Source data

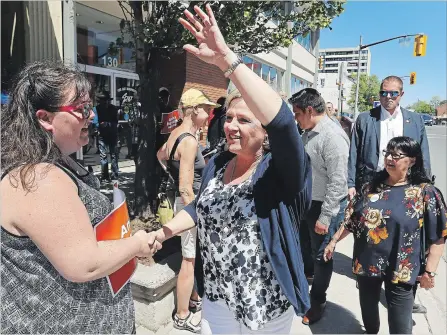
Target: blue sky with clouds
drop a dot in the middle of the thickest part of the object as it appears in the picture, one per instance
(378, 20)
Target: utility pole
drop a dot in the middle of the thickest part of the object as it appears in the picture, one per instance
(420, 46)
(356, 107)
(70, 49)
(340, 88)
(288, 74)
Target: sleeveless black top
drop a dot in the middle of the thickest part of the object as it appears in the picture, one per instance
(174, 165)
(36, 299)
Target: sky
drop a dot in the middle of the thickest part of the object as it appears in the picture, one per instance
(379, 20)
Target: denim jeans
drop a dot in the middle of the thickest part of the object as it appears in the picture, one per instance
(108, 144)
(399, 298)
(322, 270)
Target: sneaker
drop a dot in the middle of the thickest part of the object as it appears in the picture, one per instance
(186, 323)
(314, 314)
(195, 305)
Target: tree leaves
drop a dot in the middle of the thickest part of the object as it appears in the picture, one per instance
(247, 24)
(368, 92)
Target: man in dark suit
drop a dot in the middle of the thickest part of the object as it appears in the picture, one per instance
(372, 132)
(374, 129)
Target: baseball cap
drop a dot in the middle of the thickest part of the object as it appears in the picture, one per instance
(193, 97)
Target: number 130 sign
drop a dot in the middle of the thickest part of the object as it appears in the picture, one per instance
(110, 61)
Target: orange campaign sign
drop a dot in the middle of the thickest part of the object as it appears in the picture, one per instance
(115, 226)
(169, 121)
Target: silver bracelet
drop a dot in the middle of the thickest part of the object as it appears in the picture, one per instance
(233, 66)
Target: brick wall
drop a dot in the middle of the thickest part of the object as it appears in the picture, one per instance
(173, 76)
(205, 77)
(184, 71)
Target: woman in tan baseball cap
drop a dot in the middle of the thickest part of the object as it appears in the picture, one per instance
(181, 158)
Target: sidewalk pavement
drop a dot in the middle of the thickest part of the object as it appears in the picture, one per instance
(343, 315)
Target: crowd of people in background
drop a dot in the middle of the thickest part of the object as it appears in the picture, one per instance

The task |
Above are the records; report each line in them that includes the word "baseball".

Exercise solution |
Target: baseball cap
Target: woman in tan baseball cap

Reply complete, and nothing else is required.